Here are some records; quote them exactly, leaving out the pictures.

[Items from a dataset]
^^^^^^^^

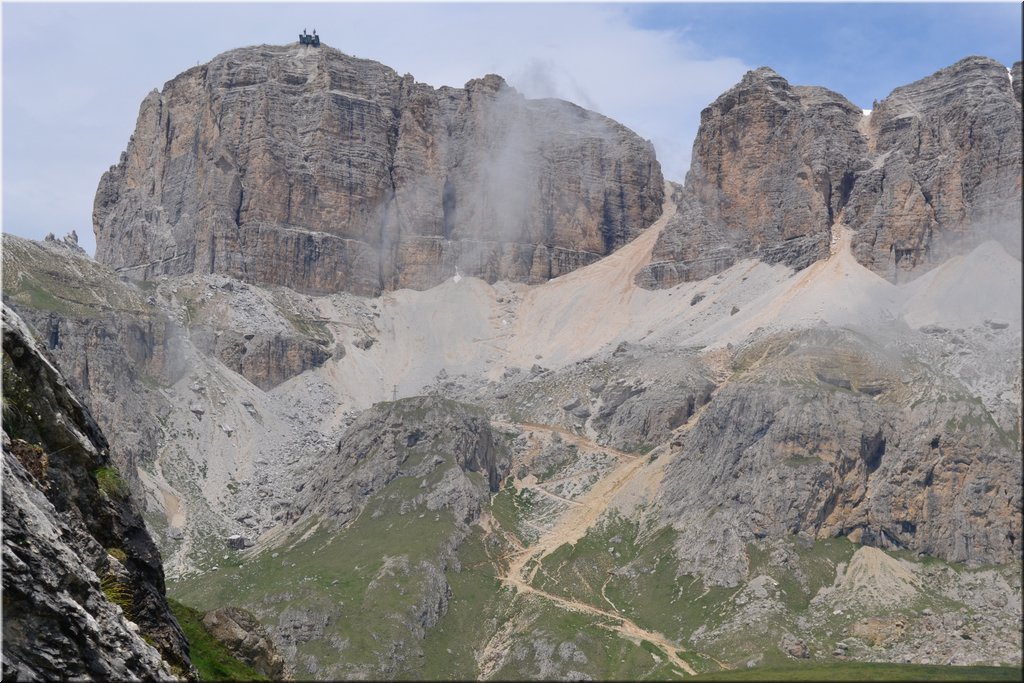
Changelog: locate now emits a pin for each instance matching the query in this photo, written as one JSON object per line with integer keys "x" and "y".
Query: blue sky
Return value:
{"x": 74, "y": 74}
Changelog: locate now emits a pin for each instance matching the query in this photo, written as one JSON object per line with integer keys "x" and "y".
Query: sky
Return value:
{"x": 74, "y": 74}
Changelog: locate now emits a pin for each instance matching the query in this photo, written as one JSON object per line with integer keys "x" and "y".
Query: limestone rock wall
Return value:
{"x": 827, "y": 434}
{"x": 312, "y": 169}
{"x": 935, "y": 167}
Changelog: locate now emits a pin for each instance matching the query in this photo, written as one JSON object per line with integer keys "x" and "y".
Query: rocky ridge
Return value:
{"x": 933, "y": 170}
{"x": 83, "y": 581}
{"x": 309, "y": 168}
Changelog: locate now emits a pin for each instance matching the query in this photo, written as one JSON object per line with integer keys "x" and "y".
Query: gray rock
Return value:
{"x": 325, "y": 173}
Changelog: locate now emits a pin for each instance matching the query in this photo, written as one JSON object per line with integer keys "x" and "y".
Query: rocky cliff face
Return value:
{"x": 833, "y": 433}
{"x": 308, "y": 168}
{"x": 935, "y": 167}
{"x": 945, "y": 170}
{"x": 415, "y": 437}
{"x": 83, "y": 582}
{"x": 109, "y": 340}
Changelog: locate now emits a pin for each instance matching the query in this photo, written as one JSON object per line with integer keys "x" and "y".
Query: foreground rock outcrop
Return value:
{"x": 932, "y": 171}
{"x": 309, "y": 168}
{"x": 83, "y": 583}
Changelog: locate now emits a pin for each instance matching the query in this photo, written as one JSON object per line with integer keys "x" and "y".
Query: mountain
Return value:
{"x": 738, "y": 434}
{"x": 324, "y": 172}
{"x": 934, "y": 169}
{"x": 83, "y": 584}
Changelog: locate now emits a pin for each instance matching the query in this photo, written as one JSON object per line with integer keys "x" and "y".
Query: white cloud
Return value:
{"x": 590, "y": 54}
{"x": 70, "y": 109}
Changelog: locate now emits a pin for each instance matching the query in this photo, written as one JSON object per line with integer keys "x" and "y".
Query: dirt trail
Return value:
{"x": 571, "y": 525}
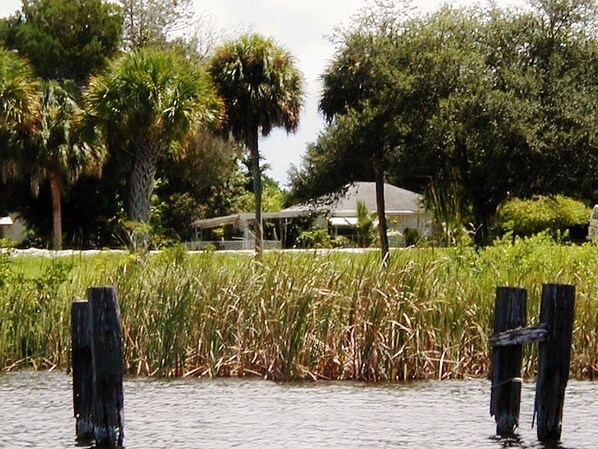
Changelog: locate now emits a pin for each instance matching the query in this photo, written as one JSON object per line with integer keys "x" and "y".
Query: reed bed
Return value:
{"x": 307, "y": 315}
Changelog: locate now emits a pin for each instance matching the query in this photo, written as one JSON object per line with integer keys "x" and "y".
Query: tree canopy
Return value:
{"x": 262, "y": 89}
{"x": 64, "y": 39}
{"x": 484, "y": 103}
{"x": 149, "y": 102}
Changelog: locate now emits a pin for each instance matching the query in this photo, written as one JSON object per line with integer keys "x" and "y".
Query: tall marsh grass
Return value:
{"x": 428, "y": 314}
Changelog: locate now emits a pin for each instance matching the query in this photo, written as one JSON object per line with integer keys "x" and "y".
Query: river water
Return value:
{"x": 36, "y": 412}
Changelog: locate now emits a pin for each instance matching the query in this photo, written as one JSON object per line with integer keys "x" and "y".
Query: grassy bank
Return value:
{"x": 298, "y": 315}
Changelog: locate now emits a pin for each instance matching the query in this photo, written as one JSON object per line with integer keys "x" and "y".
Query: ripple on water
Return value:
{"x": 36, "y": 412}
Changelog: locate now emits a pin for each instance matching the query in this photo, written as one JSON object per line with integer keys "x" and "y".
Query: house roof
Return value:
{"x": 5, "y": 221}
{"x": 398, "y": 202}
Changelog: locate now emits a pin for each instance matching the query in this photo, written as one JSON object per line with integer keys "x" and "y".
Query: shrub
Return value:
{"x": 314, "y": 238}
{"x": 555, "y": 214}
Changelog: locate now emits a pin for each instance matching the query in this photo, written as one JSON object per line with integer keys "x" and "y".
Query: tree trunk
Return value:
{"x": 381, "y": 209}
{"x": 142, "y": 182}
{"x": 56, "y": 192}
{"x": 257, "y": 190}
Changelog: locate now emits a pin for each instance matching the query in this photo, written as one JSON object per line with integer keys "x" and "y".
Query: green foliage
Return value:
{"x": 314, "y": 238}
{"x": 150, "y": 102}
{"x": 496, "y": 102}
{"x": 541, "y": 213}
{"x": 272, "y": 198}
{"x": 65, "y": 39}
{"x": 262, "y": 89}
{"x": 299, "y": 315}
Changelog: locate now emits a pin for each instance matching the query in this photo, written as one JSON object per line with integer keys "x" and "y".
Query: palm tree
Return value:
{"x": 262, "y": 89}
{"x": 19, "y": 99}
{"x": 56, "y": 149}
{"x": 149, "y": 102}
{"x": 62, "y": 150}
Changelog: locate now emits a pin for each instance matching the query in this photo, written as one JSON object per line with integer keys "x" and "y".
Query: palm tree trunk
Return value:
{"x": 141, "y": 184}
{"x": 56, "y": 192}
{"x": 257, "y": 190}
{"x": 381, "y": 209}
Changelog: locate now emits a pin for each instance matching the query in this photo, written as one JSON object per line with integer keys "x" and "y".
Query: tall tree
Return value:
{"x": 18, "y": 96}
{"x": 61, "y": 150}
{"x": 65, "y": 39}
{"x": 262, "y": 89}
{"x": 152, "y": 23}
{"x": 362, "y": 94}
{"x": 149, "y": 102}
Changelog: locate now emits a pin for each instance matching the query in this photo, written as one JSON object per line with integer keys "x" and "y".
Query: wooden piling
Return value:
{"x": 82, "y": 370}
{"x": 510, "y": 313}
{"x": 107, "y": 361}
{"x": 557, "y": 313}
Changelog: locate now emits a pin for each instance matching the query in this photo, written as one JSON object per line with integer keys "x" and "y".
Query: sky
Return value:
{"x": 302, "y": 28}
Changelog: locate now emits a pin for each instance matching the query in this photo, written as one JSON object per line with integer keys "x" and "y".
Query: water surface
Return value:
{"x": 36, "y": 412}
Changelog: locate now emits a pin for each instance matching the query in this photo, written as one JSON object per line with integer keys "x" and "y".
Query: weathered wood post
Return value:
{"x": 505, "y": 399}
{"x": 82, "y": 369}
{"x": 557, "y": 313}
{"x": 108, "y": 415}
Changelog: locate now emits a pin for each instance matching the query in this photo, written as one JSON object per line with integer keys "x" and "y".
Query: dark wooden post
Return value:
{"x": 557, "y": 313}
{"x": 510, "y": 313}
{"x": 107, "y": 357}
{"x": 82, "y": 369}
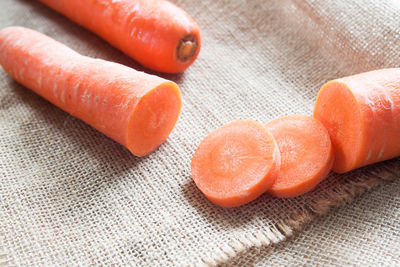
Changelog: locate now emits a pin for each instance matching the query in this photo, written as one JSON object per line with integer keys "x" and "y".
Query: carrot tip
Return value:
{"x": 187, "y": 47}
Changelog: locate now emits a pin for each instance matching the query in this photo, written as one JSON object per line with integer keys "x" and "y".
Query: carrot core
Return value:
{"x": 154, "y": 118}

^^^^^^^^

- **Result for this task**:
Changelog: locate now emits a pin for each instance matching the query in this photo, written as one JSON object per line with integer keys "x" and "y".
Query: blue sky
Return value:
{"x": 74, "y": 74}
Changelog: locate now emits a pin for each instance matching the query in this photo, written as one JSON object per line with integer keys "x" and "y".
Query: sky
Return value:
{"x": 74, "y": 74}
Changelog: locate now emits a pin for each instance matching the query in this photo, written as one JSON object per line with integer keys "x" and "y".
Query: limestone rock wall
Return value:
{"x": 827, "y": 434}
{"x": 312, "y": 169}
{"x": 935, "y": 167}
Changelog: locate now emits a pin for each instance matching the query in this photo, written as one JSON object per line with integer keys "x" and "y".
Query: rocky ridge
Return value:
{"x": 933, "y": 170}
{"x": 83, "y": 581}
{"x": 309, "y": 168}
Changelog: locate now emits a pin for each instance matching the query in this photo, written as one JSON object per line with integer keys "x" and "y".
Query: gray rock
Return value:
{"x": 325, "y": 173}
Changelog: locate now emits a pin for each instance matching the query in this photo, written as one JSON object per line with integer keys "x" and "y".
Query: rocky cliff face
Return value:
{"x": 833, "y": 433}
{"x": 308, "y": 168}
{"x": 935, "y": 167}
{"x": 945, "y": 170}
{"x": 415, "y": 437}
{"x": 83, "y": 582}
{"x": 109, "y": 340}
Changelog: locate now emits a pin for each instance matching the query in this photo, written as one JSON object per line with integer keys "x" and "y".
Query: foreground rock outcrop
Return value:
{"x": 932, "y": 171}
{"x": 309, "y": 168}
{"x": 83, "y": 583}
Changelog: locate now emits a pin for each instance matching the query in this photo, written as one JSON object per line with integer keys "x" and "y".
Query: mountain
Return value:
{"x": 738, "y": 434}
{"x": 324, "y": 172}
{"x": 934, "y": 169}
{"x": 83, "y": 584}
Changelog: locate now emits a pin for each instance matching the query in this photo, written as one JSON object per line with integer keys "x" and "y".
Query: white cloud
Return value:
{"x": 590, "y": 54}
{"x": 70, "y": 109}
Changelog: locate now emits a pin for each instance matching the query in this photo, written as one JSON object per line with integer keys "x" and "y".
Query: dirt trail
Return value:
{"x": 571, "y": 525}
Changelog: locate now emits a pin for each instance matching the query in this photo, written as one JSON object per line with integer keys "x" and "y".
Query: reed bed
Return value:
{"x": 307, "y": 315}
Changelog: locate now emits a pin for each instance matching the query in this photo, written as one JSON object per line with integer keys "x" and "y".
Query: tree canopy
Return value:
{"x": 262, "y": 89}
{"x": 64, "y": 39}
{"x": 484, "y": 103}
{"x": 149, "y": 102}
Changelog: locate now emits a pin for each instance matching the query in this photo, written as one JSON object per line with integer keys "x" and "y".
Query: tall marsh grass
Return value:
{"x": 428, "y": 314}
Changelog: locate now emits a pin for each instance matching the query in this photo, written as one JSON object per line with integer keys "x" and "y".
Query: river water
Return value:
{"x": 36, "y": 412}
Changelog: locate now emits a pin for each instance matching the query in this photo, written as one JSON object per line with integer keys "x" and "y".
Query: grassy bank
Return value:
{"x": 298, "y": 315}
Changelog: locate now emits a pin for each instance matching the query in this photo, written as one JSON object per line with integer keys "x" and "y".
Query: ripple on water
Return value:
{"x": 36, "y": 412}
Changelog: locate now emits a pin for each instance matching the query in this photo, written as one JSON object per line with integer keys "x" and "y".
Query: house roof
Return value:
{"x": 5, "y": 221}
{"x": 398, "y": 202}
Changelog: locate now emits a pin for each instance matching the query in this photo, written as one JSON object per line with integer keys "x" and "y".
Query: shrub
Return value:
{"x": 314, "y": 238}
{"x": 555, "y": 214}
Changelog: locate now emits a pin for each instance matching the query in this photo, written as one JSON object per line with integer keys "x" and "y".
Query: tree trunk
Return value:
{"x": 381, "y": 209}
{"x": 142, "y": 182}
{"x": 56, "y": 192}
{"x": 257, "y": 190}
Changelog: locate now emits a pin for each instance matching the query in this photo, written as one JSON object per line with integer keys "x" and "y".
Query: green foliage
Return value:
{"x": 314, "y": 238}
{"x": 150, "y": 102}
{"x": 496, "y": 102}
{"x": 541, "y": 213}
{"x": 272, "y": 198}
{"x": 65, "y": 39}
{"x": 262, "y": 89}
{"x": 299, "y": 315}
Changelog: locate now emits a pin for each instance matching the query in this photo, written as one JSON object per line with integer keys "x" and "y".
Query: palm tree
Return value:
{"x": 262, "y": 89}
{"x": 19, "y": 99}
{"x": 56, "y": 149}
{"x": 149, "y": 102}
{"x": 62, "y": 150}
Changelog: locate now emits a pin for each instance matching the query in this photo, written as one JSON object per line with integer keys "x" and "y".
Query: palm tree trunk
Return value:
{"x": 141, "y": 184}
{"x": 56, "y": 192}
{"x": 257, "y": 190}
{"x": 381, "y": 209}
Changelog: locate now emits a pin for each instance matching the query in this photo, written as one JSON object per line with integer keys "x" and "y".
Query: tall tree
Return value:
{"x": 18, "y": 96}
{"x": 61, "y": 150}
{"x": 65, "y": 39}
{"x": 262, "y": 89}
{"x": 152, "y": 23}
{"x": 362, "y": 94}
{"x": 149, "y": 102}
Changelog: locate now emits a pin for each instance matching the query in this photo, written as one JSON object per line with integer keys "x" and "y".
Query: wooden piling
Return value:
{"x": 82, "y": 370}
{"x": 510, "y": 313}
{"x": 107, "y": 361}
{"x": 557, "y": 313}
Changelog: locate now emits a pin for each instance matching the query in this photo, written as one JSON object per line with integer keys "x" and "y".
Query: sky
Return value:
{"x": 302, "y": 28}
Changelog: locate now emits a pin for each instance matching the query in this photo, written as one JSON object per line with integer keys "x" and "y".
Query: water surface
Return value:
{"x": 36, "y": 412}
Changelog: locate now emits a pin for each instance matching the query in this photo, written as one JSON object per line with integer keys "x" and "y".
Query: weathered wood post
Return value:
{"x": 505, "y": 399}
{"x": 82, "y": 369}
{"x": 557, "y": 313}
{"x": 108, "y": 415}
Changelog: locate now emits a pin for each instance matching the query in this photo, written as one JSON object per line with integer keys "x" and "y".
Query: dark wooden post
Return value:
{"x": 557, "y": 313}
{"x": 510, "y": 313}
{"x": 107, "y": 357}
{"x": 82, "y": 369}
Changelog: locate now emits a pin for each instance matching the query in this photo, written as one JSON object per line with integer keys "x" and "y".
Query: carrot tip
Return value:
{"x": 187, "y": 47}
Changelog: locate now emits a pin for each instance matching the query in this photo, written as one JSON object per line with integer keys "x" and "y".
Query: carrot core
Return value:
{"x": 154, "y": 118}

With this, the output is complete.